__Stated goal 1__:
Reproduce, without any changes, the rows starting with the line that contains "For every instance of the cloud" and going on through the line that contains "x=491, y=191", including both of those lines.

__Text block__:
-- begin --
The ‘Flight of the Eagles’ was held in the main arena so benefitted from speakers and four wooden posts which the man lead each bird to in turn so we easily got a good view of each bird. Our six year old particularly enjoyed watching the vulture as he was “walking funny”. The use of questions and answer time to one side after the show was particularly thoughtful as it meant that our shy child was able to ask a question that he wouldn’t have done in front of the whole audience. It also meant that we got a good close up picture of one of the birds.
The ‘Warwick Warriors’ probably held our children’s attention the best as there were three main people involved and there was plenty of appropriate and amusing banter between them. There were lots of visual demonstrations alongside interesting explanations. The idea of destroying Hollywood film myths really did challenge the average concept of what it would have been like to be a knight. They also included some great references for the children such as comparing how Scooby Doo quickly hides in a suit of armour and yet real knights would have needed someone to dress them. The actual demonstration of this amplified the point. Once more humour was used to maintain attention, for example, the fully armoured knight demonstrated that he could run, jump and even do star jumps.
Lots of facts were given throughout all these demonstrations and at the time we were not sure just how much our children were taking in but a dinner time conversation a couple of days later reassured us that our visit to the castle was not only a fun day out for our family but also very educational even for a four year old. Both our children couldn’t say enough about what they had seen and heard when asked to tell their uncle and nan where they had been. “Did you know that they learnt how to use a sword when they were six and a bow and arrow when they were eight” Benjamin, aged six.
With all of these displays the people leading them were all of an impressive standard. They all kept the audience’s attention well and had a good mixture of information and humour. The information was also pitched well starting from small and factual for children to recall, to enough detail for proper historians without boring the more average visitor. There was also a good mix of visual, audio and kinaesthetic techniques used to involve the audience without overly applying the audience participation which can put some people off. The use of characters for most of these displays was very well balanced between ‘in role’ and ‘not taking themselves too seriously … often explaining why out of role’. We loved the delivery, as I’m sure you can tell.
-- end --
__Data provided__:
-- begin --
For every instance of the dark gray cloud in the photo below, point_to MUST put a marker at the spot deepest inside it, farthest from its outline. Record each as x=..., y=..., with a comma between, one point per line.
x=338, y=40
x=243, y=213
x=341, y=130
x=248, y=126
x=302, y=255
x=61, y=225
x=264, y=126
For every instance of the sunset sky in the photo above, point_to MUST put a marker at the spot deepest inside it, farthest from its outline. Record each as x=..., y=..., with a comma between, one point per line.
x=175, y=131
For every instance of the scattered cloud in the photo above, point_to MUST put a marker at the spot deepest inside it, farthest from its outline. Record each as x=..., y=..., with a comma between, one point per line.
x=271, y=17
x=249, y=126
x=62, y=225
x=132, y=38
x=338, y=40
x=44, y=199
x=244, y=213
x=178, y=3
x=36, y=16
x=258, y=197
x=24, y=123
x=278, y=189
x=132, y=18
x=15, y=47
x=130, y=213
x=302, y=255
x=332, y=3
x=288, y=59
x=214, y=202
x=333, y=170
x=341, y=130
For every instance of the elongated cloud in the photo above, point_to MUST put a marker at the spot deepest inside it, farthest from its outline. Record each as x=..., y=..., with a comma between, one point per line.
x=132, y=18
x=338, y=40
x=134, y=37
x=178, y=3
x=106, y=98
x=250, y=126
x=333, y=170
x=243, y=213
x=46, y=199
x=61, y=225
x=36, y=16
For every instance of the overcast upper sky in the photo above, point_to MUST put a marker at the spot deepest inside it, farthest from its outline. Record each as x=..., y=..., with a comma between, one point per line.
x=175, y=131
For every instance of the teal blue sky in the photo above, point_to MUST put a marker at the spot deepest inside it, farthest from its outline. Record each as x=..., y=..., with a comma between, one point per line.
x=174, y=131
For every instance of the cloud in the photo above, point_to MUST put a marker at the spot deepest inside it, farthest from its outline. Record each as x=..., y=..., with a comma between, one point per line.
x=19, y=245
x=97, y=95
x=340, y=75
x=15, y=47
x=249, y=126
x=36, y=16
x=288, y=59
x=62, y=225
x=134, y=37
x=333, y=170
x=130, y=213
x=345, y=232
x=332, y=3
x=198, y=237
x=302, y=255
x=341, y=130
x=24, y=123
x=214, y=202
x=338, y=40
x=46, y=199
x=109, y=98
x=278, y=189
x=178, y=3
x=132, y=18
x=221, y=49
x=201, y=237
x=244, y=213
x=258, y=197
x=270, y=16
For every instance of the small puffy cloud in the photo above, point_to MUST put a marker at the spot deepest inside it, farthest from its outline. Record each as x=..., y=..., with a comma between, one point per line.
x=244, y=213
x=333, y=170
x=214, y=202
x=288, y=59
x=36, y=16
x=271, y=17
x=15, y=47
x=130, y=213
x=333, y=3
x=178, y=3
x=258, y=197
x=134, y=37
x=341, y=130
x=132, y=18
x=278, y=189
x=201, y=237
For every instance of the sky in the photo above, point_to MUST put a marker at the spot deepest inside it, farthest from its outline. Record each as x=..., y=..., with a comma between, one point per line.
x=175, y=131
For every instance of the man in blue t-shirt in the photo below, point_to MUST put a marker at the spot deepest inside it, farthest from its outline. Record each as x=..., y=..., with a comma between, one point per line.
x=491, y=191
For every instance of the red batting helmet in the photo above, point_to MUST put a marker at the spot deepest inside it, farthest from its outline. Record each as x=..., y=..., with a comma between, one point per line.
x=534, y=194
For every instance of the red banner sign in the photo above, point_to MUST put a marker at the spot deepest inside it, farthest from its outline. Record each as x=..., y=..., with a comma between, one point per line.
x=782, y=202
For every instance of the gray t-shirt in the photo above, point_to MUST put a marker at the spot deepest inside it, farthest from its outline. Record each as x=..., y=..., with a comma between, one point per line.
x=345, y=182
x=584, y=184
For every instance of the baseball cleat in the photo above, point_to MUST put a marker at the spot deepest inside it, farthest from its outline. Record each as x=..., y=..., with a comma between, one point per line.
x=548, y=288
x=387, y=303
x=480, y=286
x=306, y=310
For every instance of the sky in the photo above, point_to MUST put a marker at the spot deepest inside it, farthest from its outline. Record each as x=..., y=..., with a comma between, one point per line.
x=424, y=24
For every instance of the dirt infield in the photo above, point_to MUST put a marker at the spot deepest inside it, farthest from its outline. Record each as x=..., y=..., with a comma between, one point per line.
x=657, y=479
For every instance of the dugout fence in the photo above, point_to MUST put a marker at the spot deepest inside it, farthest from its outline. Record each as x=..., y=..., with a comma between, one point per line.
-- end --
__Stated goal 2__:
According to the castle visit review, why was holding question and answer time to one side after the ‘Flight of the Eagles’ show particularly thoughtful?

__Full solution 1__:
For every instance of the cloud in the photo above, point_to MUST put a marker at the spot deepest inside it, farthest from its outline. Record each as x=..., y=..., with a comma between, one point per line.
x=19, y=245
x=97, y=95
x=340, y=75
x=15, y=47
x=249, y=126
x=36, y=16
x=288, y=59
x=62, y=225
x=134, y=37
x=333, y=170
x=130, y=213
x=345, y=232
x=332, y=3
x=198, y=237
x=302, y=255
x=341, y=130
x=24, y=123
x=214, y=202
x=338, y=40
x=46, y=199
x=109, y=98
x=278, y=189
x=178, y=3
x=132, y=18
x=221, y=49
x=201, y=237
x=244, y=213
x=258, y=197
x=270, y=16
For every instance of the small puffy cloud in the photo above, point_to MUST put a marker at the spot deepest inside it, farthest from its outline. Record each as x=..., y=..., with a comma between, one point per line.
x=244, y=213
x=333, y=170
x=214, y=202
x=288, y=59
x=36, y=16
x=271, y=17
x=15, y=47
x=130, y=213
x=333, y=3
x=178, y=3
x=258, y=197
x=134, y=37
x=341, y=130
x=132, y=18
x=278, y=189
x=201, y=237
For every instance of the sky in the photo above, point_to MUST put a marker at the spot deepest inside it, farthest from its outline. Record each as x=..., y=..., with a comma between, one point per line.
x=175, y=131
For every instance of the man in blue t-shirt in the photo below, point_to MUST put a marker at the spot deepest inside it, farthest from its outline. Record each as x=..., y=..., with a comma between, one point per line.
x=491, y=191

__Full solution 2__:
It let the family's shy child ask a question that he wouldn't have asked in front of the whole audience. It also meant the family got a good close-up picture of one of the birds.